## TASK INPUT
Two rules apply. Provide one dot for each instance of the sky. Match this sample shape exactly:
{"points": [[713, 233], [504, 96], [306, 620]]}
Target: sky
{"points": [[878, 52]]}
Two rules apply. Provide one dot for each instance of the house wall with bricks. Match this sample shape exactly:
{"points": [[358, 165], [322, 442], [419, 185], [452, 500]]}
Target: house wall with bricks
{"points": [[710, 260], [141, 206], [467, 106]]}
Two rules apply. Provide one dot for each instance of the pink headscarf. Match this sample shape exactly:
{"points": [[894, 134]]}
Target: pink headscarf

## TASK ITEM
Scan the material above for the string "instance". Return each line where it occurs.

## PROBLEM SOLUTION
Two rules apply. Provide one dot for each instance of the sky. Match this sample shape exactly:
Two rules apply. Provide one dot for each instance of the house wall with bricks. Match this sample shape exactly:
Two rules apply. Provide one dot for each instance of the pink headscarf. Match this sample shape exactly:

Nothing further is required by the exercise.